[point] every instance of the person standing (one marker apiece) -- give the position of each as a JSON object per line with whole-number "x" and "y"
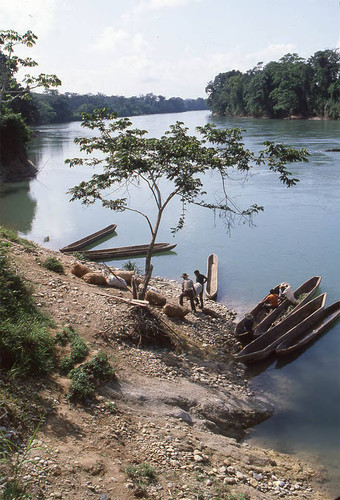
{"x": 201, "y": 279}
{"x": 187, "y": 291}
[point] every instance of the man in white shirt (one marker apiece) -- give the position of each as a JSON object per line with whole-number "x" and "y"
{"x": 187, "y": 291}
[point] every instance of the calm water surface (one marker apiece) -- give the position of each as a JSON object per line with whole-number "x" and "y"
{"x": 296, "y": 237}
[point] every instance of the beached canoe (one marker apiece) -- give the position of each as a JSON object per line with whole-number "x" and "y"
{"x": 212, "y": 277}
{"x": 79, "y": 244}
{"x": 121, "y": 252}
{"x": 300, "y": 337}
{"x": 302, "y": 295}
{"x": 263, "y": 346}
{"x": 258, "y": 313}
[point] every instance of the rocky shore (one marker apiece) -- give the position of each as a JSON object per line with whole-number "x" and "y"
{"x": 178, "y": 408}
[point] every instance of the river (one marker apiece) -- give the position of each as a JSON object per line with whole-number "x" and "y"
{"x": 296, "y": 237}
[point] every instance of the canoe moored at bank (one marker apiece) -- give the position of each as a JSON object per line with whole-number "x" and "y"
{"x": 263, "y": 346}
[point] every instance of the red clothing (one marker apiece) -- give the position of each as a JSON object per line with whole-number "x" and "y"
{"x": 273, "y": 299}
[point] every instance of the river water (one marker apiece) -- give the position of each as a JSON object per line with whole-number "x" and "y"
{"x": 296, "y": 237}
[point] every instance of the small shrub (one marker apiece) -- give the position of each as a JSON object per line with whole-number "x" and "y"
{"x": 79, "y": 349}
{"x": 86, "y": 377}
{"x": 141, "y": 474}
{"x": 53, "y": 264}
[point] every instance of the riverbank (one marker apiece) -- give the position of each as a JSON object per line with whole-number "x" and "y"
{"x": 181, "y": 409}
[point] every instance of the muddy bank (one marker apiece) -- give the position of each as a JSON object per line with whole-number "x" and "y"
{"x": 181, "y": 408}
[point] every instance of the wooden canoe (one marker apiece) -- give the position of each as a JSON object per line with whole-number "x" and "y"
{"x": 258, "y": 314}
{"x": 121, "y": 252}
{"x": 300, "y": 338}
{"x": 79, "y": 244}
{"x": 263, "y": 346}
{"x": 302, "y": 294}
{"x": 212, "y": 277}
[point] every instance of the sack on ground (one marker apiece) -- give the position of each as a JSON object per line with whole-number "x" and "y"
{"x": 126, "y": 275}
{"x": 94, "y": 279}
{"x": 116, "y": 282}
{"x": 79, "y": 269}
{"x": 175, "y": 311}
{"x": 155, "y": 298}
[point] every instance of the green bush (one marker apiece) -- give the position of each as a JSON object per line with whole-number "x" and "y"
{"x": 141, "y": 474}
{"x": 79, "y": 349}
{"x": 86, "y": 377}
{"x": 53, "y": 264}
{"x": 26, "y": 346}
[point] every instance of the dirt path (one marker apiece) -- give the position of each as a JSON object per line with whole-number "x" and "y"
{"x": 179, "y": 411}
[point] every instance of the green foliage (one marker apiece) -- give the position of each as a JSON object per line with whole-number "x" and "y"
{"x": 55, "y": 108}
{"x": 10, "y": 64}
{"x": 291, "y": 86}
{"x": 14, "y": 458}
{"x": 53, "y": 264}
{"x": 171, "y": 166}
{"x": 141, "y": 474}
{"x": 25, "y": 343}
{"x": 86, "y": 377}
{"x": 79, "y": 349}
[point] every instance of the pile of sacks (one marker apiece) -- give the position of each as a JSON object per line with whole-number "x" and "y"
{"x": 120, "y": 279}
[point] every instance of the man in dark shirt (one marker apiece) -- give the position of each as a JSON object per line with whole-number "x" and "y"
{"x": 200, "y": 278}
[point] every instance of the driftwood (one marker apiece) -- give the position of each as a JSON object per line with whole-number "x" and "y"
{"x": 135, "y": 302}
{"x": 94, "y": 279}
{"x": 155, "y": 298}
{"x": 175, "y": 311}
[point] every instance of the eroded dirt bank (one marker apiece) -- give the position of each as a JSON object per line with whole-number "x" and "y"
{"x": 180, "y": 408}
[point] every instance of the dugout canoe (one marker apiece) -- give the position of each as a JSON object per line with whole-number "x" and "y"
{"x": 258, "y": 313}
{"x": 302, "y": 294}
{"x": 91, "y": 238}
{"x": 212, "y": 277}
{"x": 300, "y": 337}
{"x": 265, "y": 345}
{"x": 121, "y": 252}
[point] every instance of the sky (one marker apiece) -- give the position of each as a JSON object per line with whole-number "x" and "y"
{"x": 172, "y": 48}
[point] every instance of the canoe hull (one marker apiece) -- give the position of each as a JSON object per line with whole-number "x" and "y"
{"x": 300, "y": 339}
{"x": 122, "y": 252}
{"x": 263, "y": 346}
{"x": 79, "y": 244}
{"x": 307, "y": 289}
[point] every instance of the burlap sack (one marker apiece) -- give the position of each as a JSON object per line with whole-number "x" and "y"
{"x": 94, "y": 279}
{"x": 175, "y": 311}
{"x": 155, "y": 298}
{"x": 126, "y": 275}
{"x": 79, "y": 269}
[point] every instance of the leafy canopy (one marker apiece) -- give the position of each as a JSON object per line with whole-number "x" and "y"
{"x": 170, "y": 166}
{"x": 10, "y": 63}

== == ==

▶ _Set task_: Starting at the line that has "[point] every instance of the leafy" and stopping after the last line, write those lines out again with "canopy" swapped for "tree cover" and nothing else changed.

▶ _Correct answer_:
[point] every instance of the leafy tree cover (one marker apiece) -- give the position of each as a JSON object per line with whole-number "x" and "y"
{"x": 170, "y": 166}
{"x": 10, "y": 63}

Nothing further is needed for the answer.